◆ **Problem**
What is needed is the run of lines from the one with "Place a point on every instance of the bird tail, shaped" through the close of the data, set down exactly.

◆ **Records for this task**
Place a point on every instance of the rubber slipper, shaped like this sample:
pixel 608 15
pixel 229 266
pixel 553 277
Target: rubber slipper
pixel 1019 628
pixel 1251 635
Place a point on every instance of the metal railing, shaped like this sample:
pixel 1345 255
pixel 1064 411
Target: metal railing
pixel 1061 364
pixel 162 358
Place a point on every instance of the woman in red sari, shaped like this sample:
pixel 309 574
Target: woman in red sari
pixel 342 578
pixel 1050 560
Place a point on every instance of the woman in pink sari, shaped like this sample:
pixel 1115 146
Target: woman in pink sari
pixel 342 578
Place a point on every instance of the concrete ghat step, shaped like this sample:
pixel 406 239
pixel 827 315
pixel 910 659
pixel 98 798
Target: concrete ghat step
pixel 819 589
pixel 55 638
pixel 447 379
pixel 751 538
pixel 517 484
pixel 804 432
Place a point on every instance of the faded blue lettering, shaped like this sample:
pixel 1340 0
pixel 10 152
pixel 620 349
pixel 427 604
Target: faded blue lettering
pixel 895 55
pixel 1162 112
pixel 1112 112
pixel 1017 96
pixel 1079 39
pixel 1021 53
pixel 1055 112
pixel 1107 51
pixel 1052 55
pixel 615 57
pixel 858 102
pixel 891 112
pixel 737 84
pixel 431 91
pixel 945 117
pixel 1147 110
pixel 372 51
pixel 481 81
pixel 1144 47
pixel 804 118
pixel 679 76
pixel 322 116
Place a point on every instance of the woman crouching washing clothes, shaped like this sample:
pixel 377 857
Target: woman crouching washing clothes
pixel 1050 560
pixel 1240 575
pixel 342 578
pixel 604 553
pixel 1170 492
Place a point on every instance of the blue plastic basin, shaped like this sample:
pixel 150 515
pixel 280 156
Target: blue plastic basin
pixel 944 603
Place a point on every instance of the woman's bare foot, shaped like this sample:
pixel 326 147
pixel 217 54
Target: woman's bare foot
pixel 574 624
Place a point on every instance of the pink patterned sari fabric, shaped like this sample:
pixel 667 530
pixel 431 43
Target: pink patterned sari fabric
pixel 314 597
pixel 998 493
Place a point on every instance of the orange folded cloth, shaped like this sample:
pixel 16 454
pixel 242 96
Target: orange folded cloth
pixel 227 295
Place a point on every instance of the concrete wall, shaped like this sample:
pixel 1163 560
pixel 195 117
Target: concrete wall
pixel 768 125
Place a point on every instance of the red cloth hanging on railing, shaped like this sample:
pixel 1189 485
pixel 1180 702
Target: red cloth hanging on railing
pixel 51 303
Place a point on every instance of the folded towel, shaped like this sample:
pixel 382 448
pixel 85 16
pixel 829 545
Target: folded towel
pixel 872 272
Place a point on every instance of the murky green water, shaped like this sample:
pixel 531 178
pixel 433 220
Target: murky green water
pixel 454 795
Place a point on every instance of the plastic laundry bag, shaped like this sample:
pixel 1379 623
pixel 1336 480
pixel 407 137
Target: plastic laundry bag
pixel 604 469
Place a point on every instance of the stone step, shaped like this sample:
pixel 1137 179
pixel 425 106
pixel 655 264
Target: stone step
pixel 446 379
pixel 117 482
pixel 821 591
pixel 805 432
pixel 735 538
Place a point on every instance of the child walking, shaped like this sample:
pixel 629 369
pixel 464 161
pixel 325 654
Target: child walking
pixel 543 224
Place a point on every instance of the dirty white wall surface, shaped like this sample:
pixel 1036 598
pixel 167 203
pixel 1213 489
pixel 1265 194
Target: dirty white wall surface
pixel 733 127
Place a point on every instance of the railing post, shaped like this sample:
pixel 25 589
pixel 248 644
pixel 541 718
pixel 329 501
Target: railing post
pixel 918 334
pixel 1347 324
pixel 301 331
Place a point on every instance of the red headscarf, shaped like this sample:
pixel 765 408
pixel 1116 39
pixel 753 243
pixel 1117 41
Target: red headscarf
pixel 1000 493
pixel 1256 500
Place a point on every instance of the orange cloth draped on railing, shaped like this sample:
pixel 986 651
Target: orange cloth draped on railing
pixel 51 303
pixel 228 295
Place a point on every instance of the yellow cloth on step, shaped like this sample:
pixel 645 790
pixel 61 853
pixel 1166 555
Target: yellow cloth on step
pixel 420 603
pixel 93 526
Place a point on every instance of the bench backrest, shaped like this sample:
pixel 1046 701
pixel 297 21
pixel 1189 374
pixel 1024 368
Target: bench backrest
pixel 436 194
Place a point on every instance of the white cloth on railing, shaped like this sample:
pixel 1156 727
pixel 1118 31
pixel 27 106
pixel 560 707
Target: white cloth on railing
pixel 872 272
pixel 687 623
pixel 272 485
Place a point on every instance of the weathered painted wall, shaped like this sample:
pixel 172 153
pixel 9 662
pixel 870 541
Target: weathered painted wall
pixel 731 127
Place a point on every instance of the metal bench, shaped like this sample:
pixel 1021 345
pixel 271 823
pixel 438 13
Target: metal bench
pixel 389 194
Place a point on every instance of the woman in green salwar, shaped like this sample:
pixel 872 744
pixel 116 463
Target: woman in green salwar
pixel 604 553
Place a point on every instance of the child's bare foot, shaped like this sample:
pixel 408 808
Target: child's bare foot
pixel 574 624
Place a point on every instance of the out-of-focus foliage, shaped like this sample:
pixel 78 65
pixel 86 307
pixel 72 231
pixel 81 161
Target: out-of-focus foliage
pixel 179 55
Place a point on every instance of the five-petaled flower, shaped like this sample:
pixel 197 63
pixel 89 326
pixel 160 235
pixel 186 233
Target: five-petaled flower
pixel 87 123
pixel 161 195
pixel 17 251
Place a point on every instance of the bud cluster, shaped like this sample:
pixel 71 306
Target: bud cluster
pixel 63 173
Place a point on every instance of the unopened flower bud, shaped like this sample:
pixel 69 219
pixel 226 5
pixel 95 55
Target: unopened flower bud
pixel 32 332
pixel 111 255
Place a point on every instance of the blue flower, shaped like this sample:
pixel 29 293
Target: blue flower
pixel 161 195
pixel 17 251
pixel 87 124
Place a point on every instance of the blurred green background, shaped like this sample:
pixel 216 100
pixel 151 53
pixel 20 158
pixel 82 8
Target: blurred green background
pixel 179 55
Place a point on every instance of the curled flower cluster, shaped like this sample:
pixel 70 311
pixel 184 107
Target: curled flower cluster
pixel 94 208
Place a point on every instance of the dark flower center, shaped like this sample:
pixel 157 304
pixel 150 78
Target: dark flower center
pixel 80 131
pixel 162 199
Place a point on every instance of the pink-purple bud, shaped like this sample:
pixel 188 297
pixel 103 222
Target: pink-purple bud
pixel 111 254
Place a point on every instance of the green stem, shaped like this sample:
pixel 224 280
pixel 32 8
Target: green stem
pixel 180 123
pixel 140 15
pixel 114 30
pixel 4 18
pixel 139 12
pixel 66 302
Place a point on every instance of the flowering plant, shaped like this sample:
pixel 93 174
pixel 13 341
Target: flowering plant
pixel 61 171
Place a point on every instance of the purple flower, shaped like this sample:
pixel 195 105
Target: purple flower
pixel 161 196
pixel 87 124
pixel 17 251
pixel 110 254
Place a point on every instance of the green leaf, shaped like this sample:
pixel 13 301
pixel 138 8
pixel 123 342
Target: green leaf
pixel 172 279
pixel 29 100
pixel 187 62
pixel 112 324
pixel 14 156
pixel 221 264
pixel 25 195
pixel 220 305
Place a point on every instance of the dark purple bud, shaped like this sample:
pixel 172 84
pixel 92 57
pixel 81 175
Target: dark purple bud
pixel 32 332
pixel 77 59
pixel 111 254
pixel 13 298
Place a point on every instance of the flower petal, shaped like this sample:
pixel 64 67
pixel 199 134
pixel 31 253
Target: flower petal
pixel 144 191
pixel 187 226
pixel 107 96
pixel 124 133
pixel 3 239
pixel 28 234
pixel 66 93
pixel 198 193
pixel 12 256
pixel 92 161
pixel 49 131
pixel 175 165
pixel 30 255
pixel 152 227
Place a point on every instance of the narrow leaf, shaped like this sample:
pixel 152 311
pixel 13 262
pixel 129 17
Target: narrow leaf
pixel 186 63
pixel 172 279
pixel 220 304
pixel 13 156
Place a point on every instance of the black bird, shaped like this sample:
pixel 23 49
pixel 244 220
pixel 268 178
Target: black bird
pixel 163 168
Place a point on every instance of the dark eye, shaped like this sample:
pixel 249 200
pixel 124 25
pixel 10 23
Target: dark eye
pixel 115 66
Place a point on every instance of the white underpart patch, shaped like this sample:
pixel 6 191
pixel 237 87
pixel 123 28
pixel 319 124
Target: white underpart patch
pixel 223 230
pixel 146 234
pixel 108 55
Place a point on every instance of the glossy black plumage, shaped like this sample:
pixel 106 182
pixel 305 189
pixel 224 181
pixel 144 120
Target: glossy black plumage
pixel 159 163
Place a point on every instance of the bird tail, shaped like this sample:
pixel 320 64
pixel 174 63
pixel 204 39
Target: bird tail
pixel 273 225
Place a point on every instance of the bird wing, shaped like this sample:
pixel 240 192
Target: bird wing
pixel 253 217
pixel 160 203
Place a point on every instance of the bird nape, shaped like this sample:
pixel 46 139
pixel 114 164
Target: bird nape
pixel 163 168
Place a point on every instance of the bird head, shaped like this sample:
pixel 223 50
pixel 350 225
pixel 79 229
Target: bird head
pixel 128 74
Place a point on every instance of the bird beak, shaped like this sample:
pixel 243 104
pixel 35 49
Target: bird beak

◆ **The answer**
Place a point on every instance of the bird tail, shaped like this sample:
pixel 320 64
pixel 174 63
pixel 204 39
Target: bird tail
pixel 273 225
Place a point on every instance of the bird wing, shaped like this sample:
pixel 240 192
Target: bird wing
pixel 253 217
pixel 160 203
Place a point on every instance of the bird nape, shaped like this sample:
pixel 46 139
pixel 114 164
Target: bird nape
pixel 163 168
Place a point on every instance of the bird head, shaped like this sample:
pixel 223 50
pixel 350 225
pixel 79 229
Target: bird head
pixel 128 74
Place a point on every instance of the bird beak, shaped like this sample:
pixel 243 104
pixel 35 49
Target: bird beak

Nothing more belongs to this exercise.